* Document section
▶

“Friends don’t let friends take arts” – t-shirt I saw frequently as an undergrad
We have set up a dichotomy (or multi-chotomy) that separates science from other academic pursuits – arts, social science, humanities, commerce, fine arts, … – but I think that does a disservice to students, and to scientists.
Long ago, one could obtain a Bachelor of Arts in Biology, and the liberal arts tradition ran deep in the science curriculum. Liz Coleman gave this great TED Talk on how to revitalize the liberal arts in universities. But with the push to expertise, narrow the focus and emphasize technical skills, we lose something.
The dominant mechanism for information delivery has become the scientific paper. A short, contained piece, often boringly written, and devoid of stylistic prose. Attempts to introduce anything aside from emotionless, “objective” technical jargon are weeded out by reviewers and editors. Gone are the days of speculation where scientists present ideas, without first ensuring that p < 0.05*
Recently, Meg Duffy asked on Twitter for a list of authors ecology & evolution students should know.
Twitter poll for the ecol&evol types: what names do you think are essential for grad students to know? Darwin, Hutchinson, Tilman, …
— Meghan Duffy (@duffy_ma) June 30, 2015
What came was, rather, a list of the “classics”. But can one know about Lotka and Volterra without knowing about them? Just as we are more than our papers, shaped by our personalities, experiences, and circumstance, so were they. The book Modelling Nature by Sharon Kingsland provides a narrative for the history of population ecology. I posit that the development of ideas, and the people behind them are better understood in this narrative style rather than reading n lengthy scientific papers that do not discuss their context, importance, or authors.
It’s a story. People remember stories.
But because it’s not a “textbook” in the strict scientific sense (one filled with facts, references, and presented as largely black-and-white information), it’s not often considered in science courses.
We do the science we do because of what’s come before. The context in which we “do science” is built on its past. I think this is particularly evident in conservation biology. Without A Sand County Almanac, or Silent Spring, we’d be in a very different place. Aldo Leopold and Rachel Carson taught us about land management, toxicology, predator-prey interactions, behaviour, policy, and more. And they did it by telling stories.
We like stories because they follow an arc, a path, that begin somewhere, and end somewhere else. And because we experience it, like a walk in the woods, we can more easily recall it, perhaps because it invokes similar spatial and temporal memory. A paper, by contrast, would be like stepping into the transporter on the Enterprise, and ending up on a foreign planet. It takes a long time to figure out what came before, and how it has affected the present. In science, we call this “knowing the literature”, and we often do a pretty poor job of it.
So why not have a book (not a textbook, but a book) in class? Teaching evolution? Stephen Jay Gould has several on offer. Conservation Biology? I’m firmly in the Aldo Leopold camp. If you can’t find one, give some serious thought to crafting your own narrative.
Narratives, and stories, are written with emotion, evoke responses, and present interesting ideas that would get whittled out of any scientific paper. But they are no less useful (and I’d argue perhaps more useful) for understanding scientific ideas. This is part of the liberal arts tradition.
So if you’re trying to teach a new concept, think of the stories you can use. We tell stories every day (“What did you do on the weekend?”, “Have you heard about X in the news?”), and we’re darn good at it. It’s an art that we, as a species, collectively mastered, and there should be more of that art in science.

◀

In the essay on stories in science teaching, which book provides a narrative for the history of population ecology?

* Dataset records
▶

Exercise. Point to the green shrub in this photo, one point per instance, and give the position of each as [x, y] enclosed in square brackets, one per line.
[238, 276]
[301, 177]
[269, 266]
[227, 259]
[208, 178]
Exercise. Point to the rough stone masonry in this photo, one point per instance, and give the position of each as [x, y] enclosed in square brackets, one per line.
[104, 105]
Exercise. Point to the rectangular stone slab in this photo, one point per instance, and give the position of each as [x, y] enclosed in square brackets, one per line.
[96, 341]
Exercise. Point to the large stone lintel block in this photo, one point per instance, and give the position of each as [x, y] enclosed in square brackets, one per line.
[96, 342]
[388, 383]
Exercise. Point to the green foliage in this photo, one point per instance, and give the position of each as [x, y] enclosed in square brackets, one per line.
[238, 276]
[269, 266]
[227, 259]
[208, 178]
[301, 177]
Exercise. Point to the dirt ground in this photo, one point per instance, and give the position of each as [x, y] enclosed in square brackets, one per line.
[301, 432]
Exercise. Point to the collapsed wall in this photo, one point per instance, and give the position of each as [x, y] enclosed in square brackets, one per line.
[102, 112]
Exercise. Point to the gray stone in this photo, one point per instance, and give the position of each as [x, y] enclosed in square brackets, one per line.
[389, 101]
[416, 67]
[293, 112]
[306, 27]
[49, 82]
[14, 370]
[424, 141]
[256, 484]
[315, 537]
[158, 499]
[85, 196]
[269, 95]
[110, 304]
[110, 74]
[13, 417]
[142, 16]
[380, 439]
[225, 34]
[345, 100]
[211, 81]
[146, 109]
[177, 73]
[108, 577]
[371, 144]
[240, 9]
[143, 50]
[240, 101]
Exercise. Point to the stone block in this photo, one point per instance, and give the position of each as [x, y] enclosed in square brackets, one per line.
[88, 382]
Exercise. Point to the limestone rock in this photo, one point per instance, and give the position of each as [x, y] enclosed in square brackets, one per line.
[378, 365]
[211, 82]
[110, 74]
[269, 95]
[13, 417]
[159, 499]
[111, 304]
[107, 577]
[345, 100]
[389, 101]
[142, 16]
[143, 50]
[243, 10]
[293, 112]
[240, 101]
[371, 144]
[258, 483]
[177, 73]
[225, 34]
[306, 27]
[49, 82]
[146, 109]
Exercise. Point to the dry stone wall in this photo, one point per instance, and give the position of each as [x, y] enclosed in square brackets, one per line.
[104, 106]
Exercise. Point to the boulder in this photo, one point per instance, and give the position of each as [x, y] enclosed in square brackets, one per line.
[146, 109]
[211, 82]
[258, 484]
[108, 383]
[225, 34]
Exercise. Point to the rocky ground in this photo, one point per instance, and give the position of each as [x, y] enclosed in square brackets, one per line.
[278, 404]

◀

* Task result
Modelling Nature by Sharon Kingsland.